> **TEXTE DU DOCUMENT**
---------------

Comme l'a affirmé notre collègue Charles Descours, au cours du débat sur le projet de loi de financement de la sécurité sociale pour 1998, un tel rapport souligne la nécessité d'instituer une taxe de santé publique sur les tabacs directement affectée à l'assurance maladie, sans passer par le budget de l'Etat.

a) La consommation de tabac, en baisse, demeure cependant importante malgré la hausse des prix

Les statistiques sur la consommation de tabac montrent une décroissance significative depuis le début de la décennie : le nombre de cigarettes consommées par personne et par jour par les plus de 15 ans est ainsi passé en sept ans de six à cinq cigarettes.

Cette diminution doit être attribuée à une modification des comportements et jugements vis-à-vis du tabac, mais aussi à la hausse des prix engagée depuis le vote de la loi n° 91-32 du 10 janvier 1991 relative à la lutte contre le tabagisme et l'alcoolisme. Les prix du tabac ont ainsi augmenté de 5 % en 1991, 10 % en 1992, 12,1 % et 6,3 % en 1993, 12,4 % et 7 % en 1994, de 6 % en 1995 et 3 % en 1996.

---------------

[Entrées du jeu de données]

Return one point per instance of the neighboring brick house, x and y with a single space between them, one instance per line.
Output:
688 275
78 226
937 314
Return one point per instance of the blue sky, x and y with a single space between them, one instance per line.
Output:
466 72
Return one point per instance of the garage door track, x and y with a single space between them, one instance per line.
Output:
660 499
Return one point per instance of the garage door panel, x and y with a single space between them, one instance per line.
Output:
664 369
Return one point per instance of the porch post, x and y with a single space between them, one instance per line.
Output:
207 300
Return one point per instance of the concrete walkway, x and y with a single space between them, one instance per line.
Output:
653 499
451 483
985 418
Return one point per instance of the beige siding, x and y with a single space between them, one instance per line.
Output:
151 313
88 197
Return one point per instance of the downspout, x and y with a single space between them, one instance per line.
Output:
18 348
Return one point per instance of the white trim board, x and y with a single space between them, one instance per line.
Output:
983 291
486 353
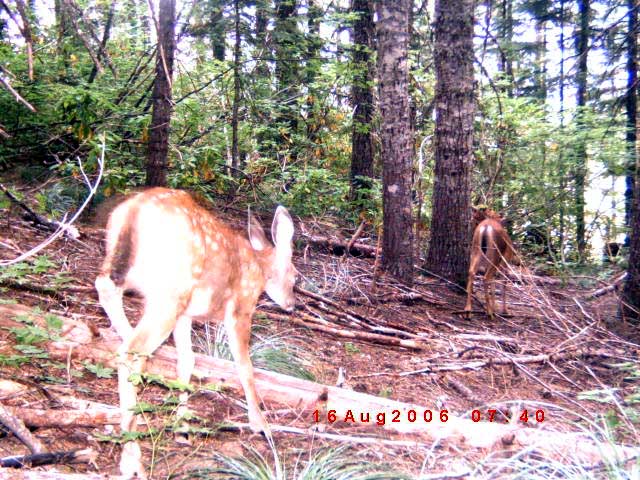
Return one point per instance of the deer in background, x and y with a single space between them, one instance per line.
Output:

---------------

> **TÂCHE À RÉALISER**
Recopiez, dans le texte sur le tabac, tout ce qui va de « a) La consommation » jusqu'à « à cinq cigarettes. ». Ces données forment un ensemble distinct du texte sur le tabac.

> **RÉPONSE CI-DESSOUS**
a) La consommation de tabac, en baisse, demeure cependant importante malgré la hausse des prix

Les statistiques sur la consommation de tabac montrent une décroissance significative depuis le début de la décennie : le nombre de cigarettes consommées par personne et par jour par les plus de 15 ans est ainsi passé en sept ans de six à cinq cigarettes.